───── PROVIDED RECORDS ─────
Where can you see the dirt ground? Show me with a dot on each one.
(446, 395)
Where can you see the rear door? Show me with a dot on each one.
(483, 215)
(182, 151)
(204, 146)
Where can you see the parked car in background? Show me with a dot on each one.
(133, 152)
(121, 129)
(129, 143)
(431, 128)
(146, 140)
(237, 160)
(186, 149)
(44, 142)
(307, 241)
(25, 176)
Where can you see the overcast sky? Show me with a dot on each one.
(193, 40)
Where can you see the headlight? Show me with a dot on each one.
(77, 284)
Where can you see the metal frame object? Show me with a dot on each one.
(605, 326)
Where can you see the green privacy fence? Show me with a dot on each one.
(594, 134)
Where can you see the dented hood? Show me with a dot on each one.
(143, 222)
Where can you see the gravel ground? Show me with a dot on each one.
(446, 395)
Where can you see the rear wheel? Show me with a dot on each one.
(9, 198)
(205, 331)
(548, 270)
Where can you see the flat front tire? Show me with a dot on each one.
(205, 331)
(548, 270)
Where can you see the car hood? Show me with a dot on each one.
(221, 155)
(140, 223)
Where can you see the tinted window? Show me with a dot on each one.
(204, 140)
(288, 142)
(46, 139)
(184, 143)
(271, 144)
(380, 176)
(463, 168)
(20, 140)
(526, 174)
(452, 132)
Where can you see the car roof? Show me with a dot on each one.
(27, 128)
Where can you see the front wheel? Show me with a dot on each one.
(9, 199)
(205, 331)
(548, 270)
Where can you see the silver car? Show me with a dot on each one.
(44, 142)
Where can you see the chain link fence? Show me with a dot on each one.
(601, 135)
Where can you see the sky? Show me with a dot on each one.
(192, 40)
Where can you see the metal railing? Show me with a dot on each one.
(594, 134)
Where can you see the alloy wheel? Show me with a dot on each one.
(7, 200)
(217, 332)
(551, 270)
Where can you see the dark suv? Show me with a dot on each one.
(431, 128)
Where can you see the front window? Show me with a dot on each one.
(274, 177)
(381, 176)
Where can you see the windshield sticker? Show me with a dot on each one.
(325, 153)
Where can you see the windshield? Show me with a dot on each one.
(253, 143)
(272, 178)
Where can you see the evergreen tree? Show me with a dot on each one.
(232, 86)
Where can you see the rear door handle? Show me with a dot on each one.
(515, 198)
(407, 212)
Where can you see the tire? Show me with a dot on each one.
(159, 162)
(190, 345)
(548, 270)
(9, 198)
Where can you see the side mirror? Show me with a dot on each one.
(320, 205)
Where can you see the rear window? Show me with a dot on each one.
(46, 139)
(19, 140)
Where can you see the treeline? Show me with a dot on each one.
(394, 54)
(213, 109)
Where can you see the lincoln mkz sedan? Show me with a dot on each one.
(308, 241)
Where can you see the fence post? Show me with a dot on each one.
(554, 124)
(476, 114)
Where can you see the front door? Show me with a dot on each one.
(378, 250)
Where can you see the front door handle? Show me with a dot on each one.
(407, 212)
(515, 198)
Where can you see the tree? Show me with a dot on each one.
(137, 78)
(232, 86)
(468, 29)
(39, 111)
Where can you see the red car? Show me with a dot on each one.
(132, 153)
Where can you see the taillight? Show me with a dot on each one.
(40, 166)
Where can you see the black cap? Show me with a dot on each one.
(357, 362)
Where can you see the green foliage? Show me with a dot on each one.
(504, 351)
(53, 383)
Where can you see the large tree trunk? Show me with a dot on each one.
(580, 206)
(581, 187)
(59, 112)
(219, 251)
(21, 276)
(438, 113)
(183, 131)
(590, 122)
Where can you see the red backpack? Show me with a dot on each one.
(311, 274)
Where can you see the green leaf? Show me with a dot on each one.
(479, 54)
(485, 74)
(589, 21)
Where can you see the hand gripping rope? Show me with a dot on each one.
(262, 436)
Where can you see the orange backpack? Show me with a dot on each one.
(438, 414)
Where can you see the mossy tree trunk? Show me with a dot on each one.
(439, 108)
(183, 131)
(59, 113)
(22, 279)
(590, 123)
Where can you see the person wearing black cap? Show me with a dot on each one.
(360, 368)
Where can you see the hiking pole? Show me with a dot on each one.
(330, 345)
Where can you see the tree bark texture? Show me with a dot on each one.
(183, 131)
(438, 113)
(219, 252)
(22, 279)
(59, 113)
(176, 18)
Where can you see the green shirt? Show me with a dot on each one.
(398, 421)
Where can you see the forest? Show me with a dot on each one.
─────
The full listing above is to be copied exactly, line for line.

> **REPLY TO THE TASK**
Where can you see the dirt ground? Show me with a dot on each one.
(446, 395)
Where can you see the rear door? Show me with a dot on each one.
(483, 215)
(182, 151)
(204, 146)
Where can you see the parked car in background? Show me with a dot on each one.
(133, 152)
(121, 129)
(129, 143)
(431, 128)
(146, 140)
(237, 160)
(186, 149)
(44, 142)
(307, 241)
(25, 176)
Where can you see the overcast sky? Show me with a dot on each one.
(193, 40)
Where can you see the headlight? Show me with a dot on each one.
(77, 284)
Where can you see the metal frame object? Show me with a dot on each one.
(605, 326)
Where can you see the green privacy fence? Show me with a dot on each one.
(594, 134)
Where can you see the dented hood? Show me with a dot on each one.
(143, 222)
Where can you see the gravel ground? Show me with a dot on each one.
(446, 395)
Where can you see the rear wheel? Show me with a dot on each one.
(9, 198)
(205, 331)
(548, 270)
Where can you see the flat front tire? Show me with a dot on each one.
(205, 331)
(548, 270)
Where can you see the car hood? Show me with a dot on each one.
(221, 155)
(140, 223)
Where can you see the tinted window? Show me with a dot on each one.
(204, 140)
(288, 142)
(46, 139)
(184, 143)
(271, 144)
(380, 176)
(463, 168)
(20, 140)
(526, 174)
(452, 132)
Where can you see the car roof? Show me with a dot on each one.
(27, 128)
Where can you see the front wheel? Show me with a dot on each one.
(9, 199)
(205, 331)
(548, 270)
Where can you see the silver car? Show me with a dot on each one.
(44, 142)
Where can you see the chain link fence? Show me with a dot on each one.
(601, 135)
Where can you see the sky? Show me with a dot on each one.
(192, 40)
Where can you see the metal railing? Show me with a dot on each one.
(594, 134)
Where can you see the alloy wheel? Show me with a dot on each one.
(7, 200)
(217, 332)
(551, 270)
Where can you see the dark suv? Show me with a dot on each one.
(431, 128)
Where can you see the front window? Show me with a dot on each one.
(274, 177)
(381, 176)
Where can you see the windshield sticker? Show me with a dot on each one.
(325, 153)
Where can you see the windshield? Show me with a dot on each one.
(253, 143)
(272, 178)
Where can you see the evergreen tree? Show me with a dot on each one.
(232, 86)
Where can you see the rear door handle? Show me with a dot on each one.
(515, 198)
(407, 212)
Where can you see the tire? Show me with a dot on each one.
(159, 162)
(190, 345)
(548, 270)
(9, 198)
Where can you see the side mirror? Show me with a dot on each one.
(320, 205)
Where can you see the rear window? Show me with a dot on each one.
(46, 139)
(19, 140)
Where can you see the treeline? Show me with a dot on each one.
(394, 54)
(213, 109)
Where can you see the lincoln mkz sedan? Show me with a dot on each one.
(308, 241)
Where can you see the fence post? Show me with a dot on each one.
(554, 124)
(476, 114)
Where can you see the front door? Show me with a dot on each one.
(378, 250)
Where can you see the front door handle? Show me with a dot on each one.
(407, 212)
(515, 198)
Where can you see the tree? Show me with a dot on each one.
(137, 78)
(232, 86)
(468, 29)
(39, 111)
Where can you see the red car? Show me with a dot on each one.
(132, 153)
Where can you see the taillight? Show me with a dot on each one.
(40, 166)
Where can you see the black cap? Show me with a dot on each one.
(357, 362)
Where can you see the green foliage? Show me with a dot on each one.
(504, 351)
(53, 383)
Where can you see the large tree trunk? Show me with a dot on each one.
(580, 206)
(581, 187)
(59, 112)
(219, 251)
(21, 276)
(438, 113)
(183, 131)
(590, 122)
Where can you see the red backpack? Show me with a dot on each one.
(311, 274)
Where can you see the green leaf? Show me with a dot on each one.
(479, 54)
(485, 74)
(589, 21)
Where can you see the hand gripping rope? Show me with a dot on each one.
(262, 436)
Where can you see the orange backpack? Show me with a dot on each one.
(438, 414)
Where can you see the mossy tree trunk? Show me with a dot on each one.
(439, 108)
(183, 131)
(59, 113)
(22, 279)
(590, 123)
Where can you see the person wearing black cap? Show me with a dot on each one.
(360, 368)
Where can you see the hiking pole? Show me with a dot on each one.
(330, 345)
Where can you see the tree bark texture? Show me with a dot on each one.
(183, 131)
(438, 113)
(219, 252)
(22, 279)
(59, 113)
(176, 18)
Where can you see the green shirt? Show me with a dot on each one.
(398, 421)
Where can you see the forest? Show me with a dot on each one.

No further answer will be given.